Set down each line of the material that follows, exactly, with no pictures.

[Coordinate labeling data]

--

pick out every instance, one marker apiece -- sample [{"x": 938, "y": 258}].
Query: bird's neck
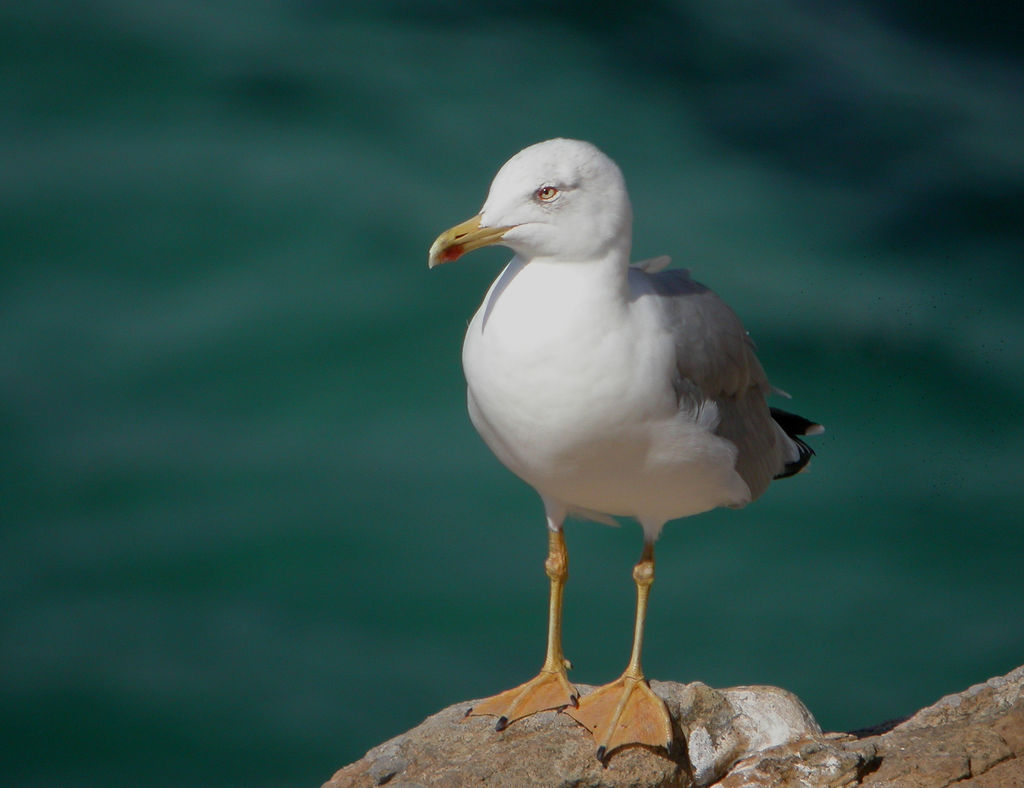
[{"x": 607, "y": 273}]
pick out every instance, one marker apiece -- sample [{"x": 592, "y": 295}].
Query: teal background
[{"x": 248, "y": 531}]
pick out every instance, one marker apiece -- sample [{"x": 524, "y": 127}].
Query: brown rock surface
[{"x": 740, "y": 737}]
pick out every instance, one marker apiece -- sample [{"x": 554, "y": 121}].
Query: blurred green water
[{"x": 247, "y": 529}]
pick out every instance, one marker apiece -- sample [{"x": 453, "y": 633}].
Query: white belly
[{"x": 563, "y": 393}]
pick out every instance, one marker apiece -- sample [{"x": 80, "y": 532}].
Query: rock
[{"x": 734, "y": 738}]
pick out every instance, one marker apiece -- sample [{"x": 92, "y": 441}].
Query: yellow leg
[
  {"x": 551, "y": 688},
  {"x": 627, "y": 711}
]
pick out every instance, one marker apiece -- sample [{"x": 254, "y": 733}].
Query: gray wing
[{"x": 715, "y": 360}]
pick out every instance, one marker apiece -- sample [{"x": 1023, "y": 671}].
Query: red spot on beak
[{"x": 453, "y": 253}]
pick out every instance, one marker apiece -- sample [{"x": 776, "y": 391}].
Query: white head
[{"x": 562, "y": 200}]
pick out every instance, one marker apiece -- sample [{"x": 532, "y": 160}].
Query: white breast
[{"x": 561, "y": 392}]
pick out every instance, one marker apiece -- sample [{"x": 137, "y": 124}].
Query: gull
[{"x": 614, "y": 390}]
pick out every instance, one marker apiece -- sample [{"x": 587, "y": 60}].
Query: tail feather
[{"x": 795, "y": 426}]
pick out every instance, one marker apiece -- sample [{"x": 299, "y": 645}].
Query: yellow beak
[{"x": 464, "y": 237}]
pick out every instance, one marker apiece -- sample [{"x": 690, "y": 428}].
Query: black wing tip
[{"x": 795, "y": 426}]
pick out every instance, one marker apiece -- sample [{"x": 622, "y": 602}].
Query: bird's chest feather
[{"x": 552, "y": 366}]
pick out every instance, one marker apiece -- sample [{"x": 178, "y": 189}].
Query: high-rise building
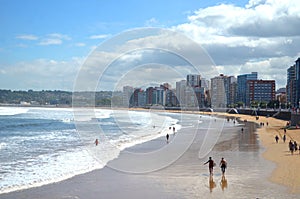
[
  {"x": 242, "y": 85},
  {"x": 260, "y": 91},
  {"x": 180, "y": 92},
  {"x": 297, "y": 70},
  {"x": 291, "y": 86},
  {"x": 149, "y": 95},
  {"x": 218, "y": 93},
  {"x": 193, "y": 80}
]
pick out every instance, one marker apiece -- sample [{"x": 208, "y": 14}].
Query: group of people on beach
[
  {"x": 212, "y": 164},
  {"x": 293, "y": 145}
]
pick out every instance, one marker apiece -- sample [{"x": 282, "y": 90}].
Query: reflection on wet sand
[
  {"x": 211, "y": 183},
  {"x": 223, "y": 183}
]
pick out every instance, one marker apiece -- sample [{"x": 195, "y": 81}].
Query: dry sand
[{"x": 287, "y": 170}]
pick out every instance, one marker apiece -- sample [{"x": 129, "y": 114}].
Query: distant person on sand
[
  {"x": 212, "y": 183},
  {"x": 295, "y": 146},
  {"x": 223, "y": 183},
  {"x": 167, "y": 137},
  {"x": 291, "y": 147},
  {"x": 284, "y": 138},
  {"x": 223, "y": 165},
  {"x": 96, "y": 142},
  {"x": 211, "y": 165},
  {"x": 276, "y": 138}
]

--

**EXPECTED ANSWER**
pick out every instance, one marker apiece -- sample [{"x": 938, "y": 258}].
Query: bird's neck
[{"x": 607, "y": 273}]
pick out every instance, one marker apiece -- sample [{"x": 592, "y": 295}].
Query: teal background
[{"x": 248, "y": 531}]
pick out every instance, one marker apiece -- sample [{"x": 524, "y": 127}].
Query: brown rock surface
[{"x": 740, "y": 737}]
pick out every instance, one marker apiece -- sample [{"x": 554, "y": 121}].
Query: blurred green water
[{"x": 247, "y": 529}]
pick out every instance, one marker apiece -- sample [{"x": 453, "y": 633}].
Query: white belly
[{"x": 563, "y": 393}]
pick out every instance, one marker apiece -- sample [{"x": 80, "y": 532}].
Query: rock
[{"x": 734, "y": 738}]
pick out every instance, one marker apiece -- sample [{"x": 92, "y": 441}].
Query: yellow leg
[
  {"x": 551, "y": 688},
  {"x": 627, "y": 711}
]
pick out every instance, one marker apiece -- sample [{"x": 254, "y": 733}].
Query: gray wing
[{"x": 715, "y": 360}]
pick out every instance, one marker apiece -- sample [{"x": 1023, "y": 671}].
Query: red spot on beak
[{"x": 453, "y": 253}]
pick out every instance, one marker apiece -- sample [{"x": 776, "y": 391}].
Query: white head
[{"x": 562, "y": 200}]
pick out every instance, one marker apiece -- sample [{"x": 532, "y": 160}].
Query: white breast
[{"x": 561, "y": 392}]
pick out every instance, one marker apiece -- sample [{"x": 137, "y": 124}].
Query: gull
[{"x": 614, "y": 390}]
pick out every instance, one marker apiece -- sample [{"x": 587, "y": 60}].
Query: tail feather
[{"x": 795, "y": 426}]
pick out every instance, one marker apiece -- sample [{"x": 299, "y": 645}].
Query: yellow beak
[{"x": 464, "y": 237}]
pick out every instance, one marker apiece -- sample [{"x": 690, "y": 428}].
Query: black wing tip
[{"x": 795, "y": 426}]
pick out every instance, one marker apiece -- sample [{"x": 622, "y": 602}].
Query: bird's chest feather
[{"x": 552, "y": 366}]
pick out every instance, one marker apiece -- sample [{"x": 178, "y": 189}].
Query: high-rise building
[
  {"x": 242, "y": 85},
  {"x": 260, "y": 91},
  {"x": 180, "y": 92},
  {"x": 297, "y": 70},
  {"x": 291, "y": 86},
  {"x": 149, "y": 95},
  {"x": 218, "y": 93},
  {"x": 193, "y": 80}
]
pick out every instance, one marker apiece -- sample [{"x": 208, "y": 14}].
Query: group of people on beach
[
  {"x": 212, "y": 164},
  {"x": 293, "y": 145}
]
pick out every instance, one marker apiece -- sample [{"x": 282, "y": 90}].
Query: reflection on wet sand
[
  {"x": 211, "y": 183},
  {"x": 223, "y": 183}
]
pick out every instance, one marker apiece -- sample [{"x": 195, "y": 81}].
Query: dry sand
[{"x": 287, "y": 170}]
pick out every instance, one marker apiece -- sample [{"x": 129, "y": 114}].
Query: distant person on sand
[
  {"x": 212, "y": 183},
  {"x": 295, "y": 146},
  {"x": 223, "y": 183},
  {"x": 167, "y": 137},
  {"x": 291, "y": 147},
  {"x": 284, "y": 138},
  {"x": 223, "y": 165},
  {"x": 96, "y": 142},
  {"x": 211, "y": 165},
  {"x": 276, "y": 138}
]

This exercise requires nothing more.